Nothing may be dropped or altered: reproduce all the data.

┏━━

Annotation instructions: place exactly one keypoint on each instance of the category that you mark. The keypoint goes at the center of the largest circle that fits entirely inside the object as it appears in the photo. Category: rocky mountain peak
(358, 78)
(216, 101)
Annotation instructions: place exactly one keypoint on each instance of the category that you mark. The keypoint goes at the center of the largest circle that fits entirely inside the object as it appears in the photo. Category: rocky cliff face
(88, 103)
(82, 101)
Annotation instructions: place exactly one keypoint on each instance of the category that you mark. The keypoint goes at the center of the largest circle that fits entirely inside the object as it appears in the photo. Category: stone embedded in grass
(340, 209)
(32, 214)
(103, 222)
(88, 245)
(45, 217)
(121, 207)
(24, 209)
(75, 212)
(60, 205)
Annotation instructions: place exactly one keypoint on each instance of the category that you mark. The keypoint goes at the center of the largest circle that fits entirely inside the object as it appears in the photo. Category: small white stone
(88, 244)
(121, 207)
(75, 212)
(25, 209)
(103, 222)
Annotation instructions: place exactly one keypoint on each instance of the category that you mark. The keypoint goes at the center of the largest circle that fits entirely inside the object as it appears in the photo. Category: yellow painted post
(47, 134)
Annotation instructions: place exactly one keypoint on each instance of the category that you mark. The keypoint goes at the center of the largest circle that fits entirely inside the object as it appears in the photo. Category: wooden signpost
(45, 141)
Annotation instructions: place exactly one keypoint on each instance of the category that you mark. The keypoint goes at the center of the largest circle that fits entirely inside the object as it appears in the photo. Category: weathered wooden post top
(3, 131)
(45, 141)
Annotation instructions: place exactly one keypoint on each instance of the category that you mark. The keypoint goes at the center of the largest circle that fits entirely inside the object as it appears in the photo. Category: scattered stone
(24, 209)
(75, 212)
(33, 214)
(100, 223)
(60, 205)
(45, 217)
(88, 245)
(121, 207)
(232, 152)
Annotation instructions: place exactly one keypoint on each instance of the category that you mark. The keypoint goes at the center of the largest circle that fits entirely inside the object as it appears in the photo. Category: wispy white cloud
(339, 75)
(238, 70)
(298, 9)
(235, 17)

┗━━

- _Task answer_:
Annotation instructions: place exactly one keypoint on each instance of the category that you mark. The keypoint goes at the center of the largest circle that fits entirely inside the object as it appears in the photo. Category: rocky mountain peak
(358, 78)
(216, 101)
Annotation instructions: place exactly one keypoint on each instance of the category that you mark. The keypoint goes at the center of the largest circle that fits entirely inside the object as it appears in the photo. Category: rocky cliff face
(88, 103)
(82, 101)
Annotation instructions: place exactly one keypoint on each instance of the category that you mark. The keypoint goes at the center of the largest circle that fits entirely inside the object as it appears in the photo. Category: stone embedded in grass
(340, 209)
(32, 214)
(103, 222)
(88, 245)
(45, 217)
(121, 207)
(24, 209)
(75, 212)
(60, 205)
Annotation instructions: place exactly one keypoint on each instance of the category that you mark. The keypoint goes at the center of the largest circle that fits entirely inside the object as it appears in the photo. Category: small white stone
(88, 244)
(121, 207)
(75, 212)
(25, 209)
(103, 222)
Annotation instructions: place exactly one keypoint on each instance of the category that you mark. The keypoint goes at the center of the largest circle that fits entirely inside the object as it appears in the photo. Category: yellow painted post
(47, 134)
Annotation instructions: place exactly one keypoint on each instance of the category that you mark. The keypoint goes at the center of the largest circle that fits entirely inside the object as it appears in the photo. Category: wooden signpost
(45, 141)
Annotation instructions: place exactly one keypoint on each instance of the category that you mark. The keypoint goes at the center of the largest circle that fits entirely inside the object as it appears in the photo. Category: weathered wooden post top
(3, 131)
(45, 141)
Annotation instructions: place exactly one keypoint on each instance of the category that you mark. The keypoint goes at the center of the largest circle that fits entirely inside the object as it appears in the photo. Category: scattered stone
(24, 209)
(75, 212)
(33, 214)
(100, 223)
(60, 205)
(45, 217)
(88, 245)
(121, 207)
(232, 152)
Annotation instructions: place exactly one keypoint on each instance of the category that you mark. The keypoint goes at the center of the largest circle that fits entirely inside the object as it appears in the photo. Category: wispy white cloud
(339, 75)
(238, 70)
(298, 9)
(235, 17)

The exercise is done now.